To argue that people are now free to come and go from the detention centre on Nauru is disingenuous. They are not safe if they leave the detention centre and they are not safe in the detention centre. Their visas to stay on Nauru are restricted to 5 years, so their future is as uncertain as ever. Nauru is their prison. Mr Dutton has stated that the hospital on Nauru is comparable to Australian hospitals. I did a clinic at the Republic of Nauru (RON) Hospital in December 2015 and it is far, far worse than any Australian hospital I ever visited. Furthermore, the staffing is as important as the facilities and the RON Hospital struggles for qualified staff. Of course, Mr Dutton will argue things have changed in the last year. Verifying the truth is impossible when the only journalist allowed in for years was a single Murdoch Press Government sympathiser and doctors who speak out risk two years in prison.

Ethics can be defined as ‘how we ought to behave’ and medical ethics as how health professionals ought to behave. I recently published a paper (available on request) in the Journal of Medical Ethics (http://jme.bmj.com/content/early/2015/12/20/medethics-2015-103066.abstract) in which I argue that prolonged immigration detention fulfils all the criteria for torture. I then argue that doctors and other health care professionals are conflicted: they have a duty to their patients to help them but they also have a duty not to condone torture. The US Central Intelligence Agency (CIA) argues to this day that water-boarding prisoners in Guantanamo and Abu Ghraib was not torture because the technique was devised by psychologists and supervised by doctors. The doctors would presumably argue that the water-boarding was going to happen anyway and they were ensuring the prisoners did not drown. Highly respected colleagues and lawyers have said to me “Nauru is not as bad as Guantanamo”. Is it not? Are we to have degrees of torture? There have been unconfirmed (probably unconfirmable) reports by a guard of water-boarding and ‘zipping’ being inflicted on people in immigration detention in Nauru (http://www.abc.net.au/news/2015-08-14/guard-tells-parliamentary-inquiry-asylum-seekers-tortured-nauru/6699162). Why would the guard lie? Mr Dutton denied it, but he would wouldn’t he.

The harms we are inflicting on adults to punish them for having the temerity to flee persecution in their homelands are immoral. We treat innocent adults worse than we do convicted criminals. But the public are more likely to sympathise with the argument that children are innocent victims. Gillian Triggs realised this, which is why her Forgotten Children enquiry is so powerful. Alison Light, in her wonderful book “Common people”, describes how the 19th century English workhouses were intended to punish men who did not want to work, but the biggest victims were women and children. I was struck by the parallels with immigration detention centres. I am proud that increasing numbers of paediatricians and paediatric nurses have decided to speak out against what is being done to children by our Government in our name. Alanna Maycock, Hasantha Gunasekera, Karen Zwi and Josh Francis have all risked imprisonment for telling the truth.

What should happen? The Government mantra, ‘We’ve stopped the boats’, means the immigration detention centres are redundant. Keeping people imprisoned can only be to deter other desperate people from seeking asylum. Europe, struggling with a far bigger immigrant problem, has not resorted to such vulgar deterrent policies, although extreme right wing European groups cite Australia as an example to follow. We should allow the derisory number of children to remain in Australia with their parents. We should close the detention centres on Nauru and Manus, which are not only immoral but hugely expensive (it costs over half a million dollars per year for each person kept on Nauru). Mr Turnbull committed his Government to a tough stance on border control. If that stance includes continuing to torture innocent people we should hang our heads in shame.

Professor David Isaacs is Senior Staff Specialist, Department of Infectious Diseases and Microbiology and Clinical Professor of Paediatric Infectious Diseases at the University of Sydney. He works at the Children’s Hospital at Westmead.
---
Repeat, word for word, the stretch of the essay on immigration detention on Nauru from "Professor David Isaacs" through "Hospital at Westmead.". This material comes from a separate source and has no connection to the text above.

(Pointing data for referring expressions)
---
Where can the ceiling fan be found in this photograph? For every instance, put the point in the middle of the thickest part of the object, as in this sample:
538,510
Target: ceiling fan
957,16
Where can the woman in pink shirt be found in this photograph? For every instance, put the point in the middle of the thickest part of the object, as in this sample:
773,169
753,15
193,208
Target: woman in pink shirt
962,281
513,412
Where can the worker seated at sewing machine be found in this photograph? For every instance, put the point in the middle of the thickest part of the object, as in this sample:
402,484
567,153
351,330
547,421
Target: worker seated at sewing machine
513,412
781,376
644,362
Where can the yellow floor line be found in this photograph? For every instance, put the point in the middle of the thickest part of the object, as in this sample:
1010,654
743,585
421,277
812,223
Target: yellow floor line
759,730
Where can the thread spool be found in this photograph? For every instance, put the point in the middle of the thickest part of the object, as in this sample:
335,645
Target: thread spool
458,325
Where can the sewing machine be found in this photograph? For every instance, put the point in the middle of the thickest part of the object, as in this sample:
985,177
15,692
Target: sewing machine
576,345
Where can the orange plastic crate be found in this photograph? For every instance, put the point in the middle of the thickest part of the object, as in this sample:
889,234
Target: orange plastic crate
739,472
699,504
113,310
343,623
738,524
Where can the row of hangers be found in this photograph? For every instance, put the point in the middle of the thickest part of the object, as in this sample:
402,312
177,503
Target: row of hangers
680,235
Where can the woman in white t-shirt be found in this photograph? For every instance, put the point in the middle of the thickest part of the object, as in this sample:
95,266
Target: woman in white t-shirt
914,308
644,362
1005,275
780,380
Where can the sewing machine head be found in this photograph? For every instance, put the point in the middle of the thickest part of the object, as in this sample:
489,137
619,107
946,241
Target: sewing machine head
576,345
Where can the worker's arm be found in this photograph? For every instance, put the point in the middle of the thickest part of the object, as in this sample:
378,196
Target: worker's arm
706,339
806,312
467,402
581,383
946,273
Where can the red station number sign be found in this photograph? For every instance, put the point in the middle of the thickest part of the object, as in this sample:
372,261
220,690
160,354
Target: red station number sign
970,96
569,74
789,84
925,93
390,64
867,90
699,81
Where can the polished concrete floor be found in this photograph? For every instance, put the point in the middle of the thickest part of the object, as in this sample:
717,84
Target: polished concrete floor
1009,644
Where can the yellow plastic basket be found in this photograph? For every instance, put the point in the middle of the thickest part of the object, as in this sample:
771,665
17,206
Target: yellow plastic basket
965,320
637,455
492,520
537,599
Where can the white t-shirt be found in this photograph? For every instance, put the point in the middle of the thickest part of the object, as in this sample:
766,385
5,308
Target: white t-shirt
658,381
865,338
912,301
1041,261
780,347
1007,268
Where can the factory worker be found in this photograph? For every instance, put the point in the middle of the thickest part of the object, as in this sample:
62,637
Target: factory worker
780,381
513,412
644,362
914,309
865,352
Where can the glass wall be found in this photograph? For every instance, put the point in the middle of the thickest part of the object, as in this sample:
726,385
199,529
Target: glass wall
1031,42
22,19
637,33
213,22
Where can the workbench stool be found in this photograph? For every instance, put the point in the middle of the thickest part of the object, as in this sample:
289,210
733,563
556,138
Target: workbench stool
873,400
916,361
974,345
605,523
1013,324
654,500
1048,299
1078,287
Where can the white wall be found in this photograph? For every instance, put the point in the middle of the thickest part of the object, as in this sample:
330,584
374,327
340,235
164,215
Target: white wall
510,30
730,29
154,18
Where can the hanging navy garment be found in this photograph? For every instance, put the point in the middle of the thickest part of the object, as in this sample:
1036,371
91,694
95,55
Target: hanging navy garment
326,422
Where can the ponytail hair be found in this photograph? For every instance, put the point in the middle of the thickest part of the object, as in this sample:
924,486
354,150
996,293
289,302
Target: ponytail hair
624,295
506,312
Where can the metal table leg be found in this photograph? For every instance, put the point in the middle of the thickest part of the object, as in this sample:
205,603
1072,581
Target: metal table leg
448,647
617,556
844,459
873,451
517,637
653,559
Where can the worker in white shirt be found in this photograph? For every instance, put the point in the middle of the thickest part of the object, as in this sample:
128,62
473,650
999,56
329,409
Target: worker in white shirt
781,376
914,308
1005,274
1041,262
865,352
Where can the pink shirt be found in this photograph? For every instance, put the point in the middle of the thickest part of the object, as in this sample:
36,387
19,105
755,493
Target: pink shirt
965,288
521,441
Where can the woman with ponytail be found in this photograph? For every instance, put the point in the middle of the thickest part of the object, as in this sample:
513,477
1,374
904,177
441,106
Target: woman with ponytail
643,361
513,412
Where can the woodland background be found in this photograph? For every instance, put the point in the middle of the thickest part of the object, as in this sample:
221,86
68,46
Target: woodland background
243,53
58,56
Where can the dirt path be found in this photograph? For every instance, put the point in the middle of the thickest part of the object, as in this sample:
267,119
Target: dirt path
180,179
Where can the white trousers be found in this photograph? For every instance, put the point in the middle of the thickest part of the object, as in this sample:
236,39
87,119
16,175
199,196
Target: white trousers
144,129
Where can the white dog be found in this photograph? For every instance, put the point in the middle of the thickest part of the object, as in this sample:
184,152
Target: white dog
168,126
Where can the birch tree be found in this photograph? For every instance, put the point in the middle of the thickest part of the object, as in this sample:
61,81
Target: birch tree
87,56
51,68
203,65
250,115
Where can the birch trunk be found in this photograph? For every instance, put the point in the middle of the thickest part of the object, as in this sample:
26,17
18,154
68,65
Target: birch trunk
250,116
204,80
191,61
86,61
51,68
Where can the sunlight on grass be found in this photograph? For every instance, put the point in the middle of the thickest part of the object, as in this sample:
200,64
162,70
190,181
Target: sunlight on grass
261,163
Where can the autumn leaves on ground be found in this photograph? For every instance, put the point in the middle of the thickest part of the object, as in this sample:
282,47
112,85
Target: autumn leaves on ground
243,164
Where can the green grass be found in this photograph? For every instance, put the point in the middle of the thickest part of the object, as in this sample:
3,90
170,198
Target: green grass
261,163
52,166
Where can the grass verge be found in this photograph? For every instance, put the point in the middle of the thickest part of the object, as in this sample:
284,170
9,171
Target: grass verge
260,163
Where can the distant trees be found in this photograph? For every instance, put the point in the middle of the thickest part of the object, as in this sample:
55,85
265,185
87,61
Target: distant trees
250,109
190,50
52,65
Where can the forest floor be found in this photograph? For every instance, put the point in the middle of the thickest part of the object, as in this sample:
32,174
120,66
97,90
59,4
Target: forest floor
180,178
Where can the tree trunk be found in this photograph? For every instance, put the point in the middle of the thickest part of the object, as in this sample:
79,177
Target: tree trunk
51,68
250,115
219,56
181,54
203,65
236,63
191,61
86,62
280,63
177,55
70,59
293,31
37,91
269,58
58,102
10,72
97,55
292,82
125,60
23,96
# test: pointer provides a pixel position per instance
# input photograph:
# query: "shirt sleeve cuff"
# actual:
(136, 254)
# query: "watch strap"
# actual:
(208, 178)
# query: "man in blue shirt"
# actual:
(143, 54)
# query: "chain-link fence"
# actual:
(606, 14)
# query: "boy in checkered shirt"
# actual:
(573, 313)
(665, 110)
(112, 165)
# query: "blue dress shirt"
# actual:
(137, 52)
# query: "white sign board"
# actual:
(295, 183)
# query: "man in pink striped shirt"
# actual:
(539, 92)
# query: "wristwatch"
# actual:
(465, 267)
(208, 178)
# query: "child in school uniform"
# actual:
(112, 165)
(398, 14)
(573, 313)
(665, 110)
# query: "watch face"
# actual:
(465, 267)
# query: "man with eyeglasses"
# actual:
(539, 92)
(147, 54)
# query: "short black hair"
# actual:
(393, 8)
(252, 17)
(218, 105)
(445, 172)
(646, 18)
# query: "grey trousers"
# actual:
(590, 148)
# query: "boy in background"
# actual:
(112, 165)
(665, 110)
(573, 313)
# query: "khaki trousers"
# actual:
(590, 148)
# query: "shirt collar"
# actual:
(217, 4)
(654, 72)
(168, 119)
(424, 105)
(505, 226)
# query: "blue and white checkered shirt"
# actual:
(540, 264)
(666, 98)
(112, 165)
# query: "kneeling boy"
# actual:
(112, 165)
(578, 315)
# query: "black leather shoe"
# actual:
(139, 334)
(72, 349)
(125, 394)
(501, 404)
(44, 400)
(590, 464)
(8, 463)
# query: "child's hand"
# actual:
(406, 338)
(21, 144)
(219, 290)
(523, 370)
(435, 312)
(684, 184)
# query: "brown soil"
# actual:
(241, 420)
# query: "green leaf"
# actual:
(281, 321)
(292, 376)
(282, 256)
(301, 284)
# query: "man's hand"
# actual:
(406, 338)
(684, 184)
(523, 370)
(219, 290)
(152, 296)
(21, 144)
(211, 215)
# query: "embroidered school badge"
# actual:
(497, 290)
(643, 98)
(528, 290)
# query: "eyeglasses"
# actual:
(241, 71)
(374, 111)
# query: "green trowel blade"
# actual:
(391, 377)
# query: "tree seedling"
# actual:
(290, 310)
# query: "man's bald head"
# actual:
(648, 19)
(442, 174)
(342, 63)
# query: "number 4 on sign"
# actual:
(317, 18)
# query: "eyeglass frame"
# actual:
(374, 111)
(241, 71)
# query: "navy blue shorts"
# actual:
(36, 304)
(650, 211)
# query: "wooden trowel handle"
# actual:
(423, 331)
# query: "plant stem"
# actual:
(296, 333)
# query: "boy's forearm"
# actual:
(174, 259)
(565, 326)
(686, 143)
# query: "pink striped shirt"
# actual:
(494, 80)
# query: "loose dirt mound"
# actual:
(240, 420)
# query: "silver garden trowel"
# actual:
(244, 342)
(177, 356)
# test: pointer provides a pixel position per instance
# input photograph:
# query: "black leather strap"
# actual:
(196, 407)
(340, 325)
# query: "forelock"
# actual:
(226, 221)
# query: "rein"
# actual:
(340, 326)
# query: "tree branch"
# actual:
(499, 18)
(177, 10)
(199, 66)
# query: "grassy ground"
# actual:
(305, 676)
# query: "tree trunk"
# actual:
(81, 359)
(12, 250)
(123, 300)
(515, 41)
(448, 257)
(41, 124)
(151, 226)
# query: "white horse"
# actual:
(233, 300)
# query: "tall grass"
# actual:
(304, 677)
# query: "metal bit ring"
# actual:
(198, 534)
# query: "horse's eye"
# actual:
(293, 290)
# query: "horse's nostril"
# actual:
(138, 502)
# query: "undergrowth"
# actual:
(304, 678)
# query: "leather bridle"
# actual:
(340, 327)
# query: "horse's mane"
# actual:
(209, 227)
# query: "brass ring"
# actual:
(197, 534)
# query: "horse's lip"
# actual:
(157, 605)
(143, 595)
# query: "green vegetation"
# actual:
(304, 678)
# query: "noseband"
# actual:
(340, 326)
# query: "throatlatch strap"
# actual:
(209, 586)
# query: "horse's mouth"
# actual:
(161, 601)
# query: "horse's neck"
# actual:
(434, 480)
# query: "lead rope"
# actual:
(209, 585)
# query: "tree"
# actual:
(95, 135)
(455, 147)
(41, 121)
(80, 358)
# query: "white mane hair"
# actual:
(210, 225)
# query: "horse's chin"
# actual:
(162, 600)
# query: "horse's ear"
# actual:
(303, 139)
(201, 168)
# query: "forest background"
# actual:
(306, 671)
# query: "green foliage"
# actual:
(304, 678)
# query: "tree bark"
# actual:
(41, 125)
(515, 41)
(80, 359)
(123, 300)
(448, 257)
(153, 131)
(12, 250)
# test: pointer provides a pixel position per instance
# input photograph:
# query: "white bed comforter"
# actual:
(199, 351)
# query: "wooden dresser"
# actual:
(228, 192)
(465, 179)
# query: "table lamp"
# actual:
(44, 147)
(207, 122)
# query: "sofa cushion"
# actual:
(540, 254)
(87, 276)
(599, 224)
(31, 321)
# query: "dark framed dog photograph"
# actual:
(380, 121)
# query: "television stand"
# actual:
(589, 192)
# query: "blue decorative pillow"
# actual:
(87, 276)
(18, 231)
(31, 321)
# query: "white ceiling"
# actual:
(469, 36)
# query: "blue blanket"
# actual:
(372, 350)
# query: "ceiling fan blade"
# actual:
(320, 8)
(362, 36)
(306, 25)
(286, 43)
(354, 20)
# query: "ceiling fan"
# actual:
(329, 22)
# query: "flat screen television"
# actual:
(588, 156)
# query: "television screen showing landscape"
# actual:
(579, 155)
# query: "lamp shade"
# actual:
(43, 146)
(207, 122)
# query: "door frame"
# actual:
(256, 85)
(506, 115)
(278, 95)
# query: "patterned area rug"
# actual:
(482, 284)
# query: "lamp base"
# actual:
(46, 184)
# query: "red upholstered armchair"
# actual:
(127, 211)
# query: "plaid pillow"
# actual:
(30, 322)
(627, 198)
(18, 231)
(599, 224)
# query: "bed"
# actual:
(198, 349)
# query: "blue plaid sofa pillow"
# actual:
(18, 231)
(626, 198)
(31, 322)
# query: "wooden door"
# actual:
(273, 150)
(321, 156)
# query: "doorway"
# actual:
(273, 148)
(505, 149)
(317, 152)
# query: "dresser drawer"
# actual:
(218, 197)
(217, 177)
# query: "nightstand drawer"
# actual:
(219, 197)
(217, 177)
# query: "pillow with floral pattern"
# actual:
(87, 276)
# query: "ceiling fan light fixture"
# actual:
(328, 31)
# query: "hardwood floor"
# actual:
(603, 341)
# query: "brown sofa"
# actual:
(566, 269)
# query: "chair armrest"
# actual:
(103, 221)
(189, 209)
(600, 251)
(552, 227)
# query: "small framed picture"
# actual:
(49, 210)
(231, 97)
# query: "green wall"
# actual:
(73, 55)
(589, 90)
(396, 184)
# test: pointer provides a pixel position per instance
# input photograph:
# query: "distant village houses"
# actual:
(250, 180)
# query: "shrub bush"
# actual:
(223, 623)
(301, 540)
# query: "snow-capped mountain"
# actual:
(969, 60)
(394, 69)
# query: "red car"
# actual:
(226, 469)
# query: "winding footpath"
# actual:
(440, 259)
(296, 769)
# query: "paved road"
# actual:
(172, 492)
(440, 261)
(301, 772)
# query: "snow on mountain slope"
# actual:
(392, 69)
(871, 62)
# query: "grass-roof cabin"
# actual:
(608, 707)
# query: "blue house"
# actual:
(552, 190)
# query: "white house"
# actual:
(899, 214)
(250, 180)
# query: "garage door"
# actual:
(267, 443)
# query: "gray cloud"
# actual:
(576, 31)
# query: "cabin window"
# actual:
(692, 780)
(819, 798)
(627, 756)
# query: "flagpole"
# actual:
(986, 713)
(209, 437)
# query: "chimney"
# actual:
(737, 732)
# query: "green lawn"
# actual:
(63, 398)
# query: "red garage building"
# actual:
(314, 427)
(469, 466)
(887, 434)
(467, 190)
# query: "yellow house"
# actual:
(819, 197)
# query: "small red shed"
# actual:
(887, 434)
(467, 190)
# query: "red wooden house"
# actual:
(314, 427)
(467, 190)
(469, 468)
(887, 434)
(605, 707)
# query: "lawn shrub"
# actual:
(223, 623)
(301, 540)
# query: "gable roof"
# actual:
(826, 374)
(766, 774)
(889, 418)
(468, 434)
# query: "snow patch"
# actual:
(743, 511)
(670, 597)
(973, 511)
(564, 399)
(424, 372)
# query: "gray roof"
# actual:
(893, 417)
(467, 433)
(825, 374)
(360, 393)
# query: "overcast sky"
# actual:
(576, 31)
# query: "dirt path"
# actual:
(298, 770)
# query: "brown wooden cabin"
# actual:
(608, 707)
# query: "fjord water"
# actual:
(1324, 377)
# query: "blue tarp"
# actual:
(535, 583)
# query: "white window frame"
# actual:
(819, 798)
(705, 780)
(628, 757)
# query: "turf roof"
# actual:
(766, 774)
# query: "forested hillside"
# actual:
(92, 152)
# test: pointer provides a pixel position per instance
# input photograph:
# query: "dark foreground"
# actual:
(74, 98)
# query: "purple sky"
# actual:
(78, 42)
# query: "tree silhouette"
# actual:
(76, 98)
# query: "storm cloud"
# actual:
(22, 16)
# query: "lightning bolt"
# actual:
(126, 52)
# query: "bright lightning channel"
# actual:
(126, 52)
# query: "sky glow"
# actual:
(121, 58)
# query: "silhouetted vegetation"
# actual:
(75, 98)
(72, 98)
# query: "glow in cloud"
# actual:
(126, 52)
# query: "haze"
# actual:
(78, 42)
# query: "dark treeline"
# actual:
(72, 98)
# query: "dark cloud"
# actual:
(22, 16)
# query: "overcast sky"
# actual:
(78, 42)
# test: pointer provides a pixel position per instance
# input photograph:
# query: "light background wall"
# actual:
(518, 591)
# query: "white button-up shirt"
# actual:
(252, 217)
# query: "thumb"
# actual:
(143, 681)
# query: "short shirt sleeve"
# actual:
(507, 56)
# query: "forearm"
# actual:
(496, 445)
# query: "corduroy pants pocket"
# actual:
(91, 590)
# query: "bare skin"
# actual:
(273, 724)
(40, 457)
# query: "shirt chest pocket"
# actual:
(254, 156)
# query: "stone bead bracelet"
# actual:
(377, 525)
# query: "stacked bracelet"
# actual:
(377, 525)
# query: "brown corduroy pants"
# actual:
---
=== EXERCISE SOLUTION ===
Professor David Isaacs is Senior Staff Specialist, Department of Infectious Diseases and Microbiology and Clinical Professor of Paediatric Infectious Diseases at the University of Sydney. He works at the Children’s Hospital at Westmead.